## YOUR OBJECTIVE
Produce a word-for-word copy of the listing below without its pictures.

## RECORDS TO USE
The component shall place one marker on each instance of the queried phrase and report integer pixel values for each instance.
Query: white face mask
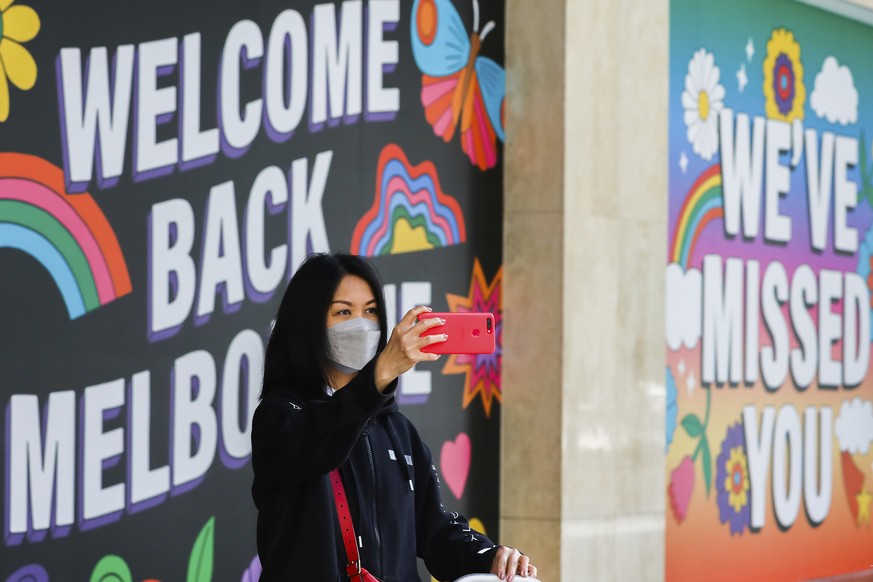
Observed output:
(353, 343)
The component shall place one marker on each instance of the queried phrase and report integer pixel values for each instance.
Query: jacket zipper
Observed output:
(373, 502)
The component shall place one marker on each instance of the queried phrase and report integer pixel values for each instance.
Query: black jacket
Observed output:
(389, 478)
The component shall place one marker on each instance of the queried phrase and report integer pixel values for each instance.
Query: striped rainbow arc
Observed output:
(703, 204)
(67, 233)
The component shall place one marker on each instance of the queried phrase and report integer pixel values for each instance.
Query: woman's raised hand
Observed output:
(404, 346)
(508, 562)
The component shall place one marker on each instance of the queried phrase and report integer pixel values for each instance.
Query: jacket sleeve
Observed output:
(302, 440)
(445, 541)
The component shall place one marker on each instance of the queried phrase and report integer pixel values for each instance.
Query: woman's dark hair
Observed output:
(296, 357)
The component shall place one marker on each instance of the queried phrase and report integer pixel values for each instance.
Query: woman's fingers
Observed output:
(509, 561)
(408, 320)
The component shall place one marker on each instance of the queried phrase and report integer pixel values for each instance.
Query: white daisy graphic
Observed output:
(702, 100)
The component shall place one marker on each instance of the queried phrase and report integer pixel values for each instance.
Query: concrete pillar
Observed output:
(582, 472)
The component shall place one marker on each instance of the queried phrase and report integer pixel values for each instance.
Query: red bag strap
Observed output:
(353, 569)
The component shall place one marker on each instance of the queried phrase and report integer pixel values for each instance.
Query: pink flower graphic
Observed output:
(680, 488)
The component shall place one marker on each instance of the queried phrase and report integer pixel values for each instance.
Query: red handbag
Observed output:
(354, 570)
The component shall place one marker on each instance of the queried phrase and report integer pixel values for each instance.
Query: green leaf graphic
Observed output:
(692, 425)
(200, 562)
(707, 464)
(111, 568)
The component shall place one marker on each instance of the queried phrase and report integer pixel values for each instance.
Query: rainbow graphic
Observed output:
(702, 205)
(410, 211)
(68, 234)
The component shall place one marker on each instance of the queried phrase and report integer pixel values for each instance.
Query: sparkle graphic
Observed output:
(864, 507)
(482, 370)
(742, 78)
(690, 383)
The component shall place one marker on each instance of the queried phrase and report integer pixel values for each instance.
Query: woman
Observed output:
(328, 402)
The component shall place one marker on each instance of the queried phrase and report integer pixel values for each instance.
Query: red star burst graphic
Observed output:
(482, 370)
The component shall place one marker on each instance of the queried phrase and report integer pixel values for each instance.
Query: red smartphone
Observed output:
(469, 333)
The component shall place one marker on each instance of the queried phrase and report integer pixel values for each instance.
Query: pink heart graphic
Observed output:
(455, 463)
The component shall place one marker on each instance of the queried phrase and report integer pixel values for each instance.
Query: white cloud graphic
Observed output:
(854, 426)
(683, 306)
(835, 97)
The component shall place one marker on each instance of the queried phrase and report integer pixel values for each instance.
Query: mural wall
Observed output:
(164, 168)
(769, 468)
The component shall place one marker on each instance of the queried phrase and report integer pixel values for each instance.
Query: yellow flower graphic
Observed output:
(736, 483)
(18, 24)
(784, 91)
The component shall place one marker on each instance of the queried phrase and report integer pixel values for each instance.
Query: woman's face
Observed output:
(353, 298)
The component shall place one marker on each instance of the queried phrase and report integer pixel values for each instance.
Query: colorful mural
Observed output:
(157, 191)
(769, 468)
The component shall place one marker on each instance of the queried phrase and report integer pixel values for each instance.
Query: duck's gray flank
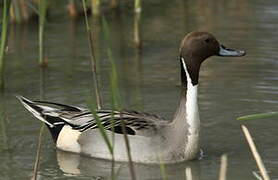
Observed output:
(151, 138)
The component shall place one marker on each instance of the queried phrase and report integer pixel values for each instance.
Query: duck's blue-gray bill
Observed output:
(223, 51)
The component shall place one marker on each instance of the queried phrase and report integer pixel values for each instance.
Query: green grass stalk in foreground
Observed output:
(42, 17)
(72, 9)
(188, 173)
(259, 116)
(40, 138)
(137, 6)
(255, 153)
(5, 16)
(15, 12)
(110, 144)
(116, 95)
(95, 5)
(223, 167)
(37, 162)
(93, 58)
(162, 170)
(113, 3)
(137, 24)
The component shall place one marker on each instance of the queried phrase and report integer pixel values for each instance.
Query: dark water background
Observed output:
(228, 87)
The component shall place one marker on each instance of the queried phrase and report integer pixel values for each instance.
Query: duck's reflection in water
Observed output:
(75, 164)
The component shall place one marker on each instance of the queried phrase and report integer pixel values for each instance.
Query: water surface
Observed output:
(228, 87)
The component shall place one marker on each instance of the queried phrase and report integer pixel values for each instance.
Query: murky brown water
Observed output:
(228, 87)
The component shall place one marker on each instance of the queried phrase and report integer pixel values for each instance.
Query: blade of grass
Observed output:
(113, 4)
(116, 95)
(38, 155)
(188, 173)
(137, 24)
(102, 131)
(255, 153)
(223, 167)
(95, 4)
(258, 116)
(42, 17)
(162, 169)
(93, 58)
(101, 127)
(5, 16)
(39, 147)
(15, 12)
(72, 9)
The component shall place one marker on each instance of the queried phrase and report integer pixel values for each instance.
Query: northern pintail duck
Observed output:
(151, 138)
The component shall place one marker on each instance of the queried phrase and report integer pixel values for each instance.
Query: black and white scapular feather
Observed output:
(151, 138)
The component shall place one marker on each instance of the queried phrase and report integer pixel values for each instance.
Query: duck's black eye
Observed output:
(207, 40)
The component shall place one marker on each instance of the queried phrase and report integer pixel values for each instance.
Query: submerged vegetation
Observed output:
(3, 40)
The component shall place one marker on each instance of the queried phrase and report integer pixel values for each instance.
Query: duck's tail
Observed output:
(45, 114)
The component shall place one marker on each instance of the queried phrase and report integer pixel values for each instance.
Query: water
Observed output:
(229, 87)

## WRITTEN RESPONSE
The component shall place one marker on each instance of the queried phrase and report integer pixel values for each instance.
Query: white face mask
Observed output:
(353, 343)
The component shall place one marker on each instance of the queried phrase and report integer pixel values for each instance.
Query: jacket zipper
Observed output:
(373, 502)
The component shall place one marker on each instance of the queried phrase and report integer pixel values for each instance.
Query: black jacket
Observed output:
(389, 478)
The component shall place one marker on each instance of the queried phrase and report integer pixel values for each instance.
Query: striped rainbow arc
Observed output:
(703, 204)
(67, 233)
The component shall place one marker on each instance of the queried phrase and report integer pixel values for each instance.
Query: woman's raised hand
Observed output:
(404, 346)
(508, 562)
The component shall place one marker on each instance of the queried phrase and report integer pixel values for each instance.
Query: jacket sleeve
Observed output:
(302, 440)
(445, 541)
The component shall place one marker on each instance of the queried phrase and report integer pixel values for each instance.
Query: woman's dark hair
Observed output:
(296, 357)
The component shall place one marker on each instance of the queried phrase and report integer pixel values for each instance.
Query: woman's fingers
Observed output:
(509, 561)
(408, 320)
The component shall place one marker on each instance of the queried phrase and report integer pixel values for each instance.
Query: white daisy graphic
Observed output:
(702, 100)
The component shall place one marker on each instance of the queried phrase and report integer pixel values for each instance.
Query: concrete pillar
Observed output:
(582, 472)
The component shall place one marker on each instance of the queried phrase and report integer pixel values for each instance.
Query: red bag strap
Observed output:
(353, 569)
The component shall place one marker on each instance of the queried phrase and report integer pixel values for each instance.
Query: pink flower graphic
Observed output:
(680, 488)
The component shall place one marker on each instance of the queried phrase and report integer pixel values for each instance.
Query: red handbag
Observed output:
(354, 570)
The component shall place one marker on each instance of the queried phrase and report integer pixel values for each instance.
Query: green leaf graphic
Observed output:
(692, 425)
(200, 562)
(707, 464)
(111, 568)
The component shall place one marker on each instance of the queried phrase and report integer pixel values for each instance.
Query: rainbow graphic
Observed output:
(702, 205)
(410, 211)
(68, 234)
The component shall place one marker on each instance of the queried phrase and report integer pixel values for each instance.
Query: sparkle graphic
Observed output:
(864, 507)
(482, 370)
(742, 78)
(690, 383)
The component shall place one marker on each instance of the queried phrase and report integer pixel values for each instance.
Query: woman
Observed output:
(328, 402)
The component shall place one marker on each instance of the queried phrase and report integer pixel values for each instance.
Query: red star burst graphic
Observed output:
(482, 370)
The component shall place one marker on each instance of the queried phrase and report integer pixel values for each instance.
Query: red smartphone
Observed output:
(469, 333)
The component shall place one marker on each instance of the queried phrase and report integer pixel values for each instance.
Query: pink heart graphic
Observed output:
(455, 463)
The component shall place one marker on each instance of the queried phrase and report integer pixel values for each instance.
Query: white cloud graphic
Observed output:
(854, 426)
(683, 306)
(835, 97)
The component shall place one marker on each instance of the queried phrase and report integer pixel values for each instance.
Query: mural wall
Observed output:
(164, 168)
(769, 468)
The component shall place one marker on each instance of the queried phrase and report integer pixel values for each instance.
Query: yellow flower graphic
Observed output:
(736, 483)
(18, 24)
(784, 91)
The component shall place one marker on each instance of the queried phrase and report integer pixel values for each instance.
Query: woman's face
Observed output:
(353, 298)
The component shall place one marker on each instance of the queried phrase and report integer pixel values for each instance.
Query: colorful mural
Observed output:
(157, 191)
(769, 468)
The component shall place one marker on each instance of the queried phrase and report integer pixel values for each instance.
Query: duck's gray flank
Observed output:
(151, 138)
The component shall place one marker on each instance of the queried phrase and report integer pixel values for each instance.
Query: duck's blue-gray bill
Observed output:
(223, 51)
The component shall place one marker on each instance of the queried phrase and report integer pixel values for each instance.
Query: green grass stalk in foreground
Observed output:
(42, 17)
(72, 9)
(188, 173)
(259, 116)
(40, 138)
(137, 6)
(255, 153)
(5, 16)
(15, 12)
(110, 144)
(116, 95)
(95, 5)
(223, 167)
(37, 162)
(93, 58)
(162, 170)
(113, 3)
(137, 24)
The component shall place one marker on each instance of the queried phrase and report integer pixel values for each instance.
Query: dark water background
Observed output:
(228, 87)
The component shall place one marker on each instance of the queried phrase and report integer pixel values for each instance.
Query: duck's reflection in water
Observed output:
(75, 164)
The component shall place one marker on each instance of the queried phrase and report integer pixel values for each instance.
Query: water surface
Observed output:
(228, 87)
The component shall place one marker on each instance of the queried phrase and report integer pixel values for each instance.
Query: murky brown water
Observed output:
(228, 87)
The component shall place one marker on each instance of the queried phrase and report integer pixel values for each instance.
Query: blade of grass
Observed output:
(113, 4)
(116, 95)
(38, 155)
(188, 173)
(137, 24)
(102, 131)
(255, 153)
(223, 167)
(95, 4)
(258, 116)
(42, 17)
(162, 169)
(93, 58)
(101, 127)
(5, 16)
(39, 147)
(15, 12)
(72, 9)
The component shall place one marker on each instance of the queried phrase and report integer pixel values for each instance.
Query: northern pintail duck
Observed output:
(151, 138)
The component shall place one marker on each instance of the queried phrase and report integer pixel values for each instance.
Query: black and white scapular feather
Observed output:
(151, 138)
The component shall place one marker on each instance of the queried phrase and report integer pixel values for each instance.
Query: duck's black eye
Observed output:
(207, 40)
The component shall place one marker on each instance of the queried phrase and report integer pixel values for each instance.
Query: submerged vegetation
Observed output:
(3, 40)
The component shall place one marker on each instance of the queried phrase and report integer pixel values for each instance.
Query: duck's tail
Observed output:
(45, 114)
The component shall place one marker on each instance of the queried phrase and report integer pixel values for each instance.
Query: water
Observed output:
(229, 87)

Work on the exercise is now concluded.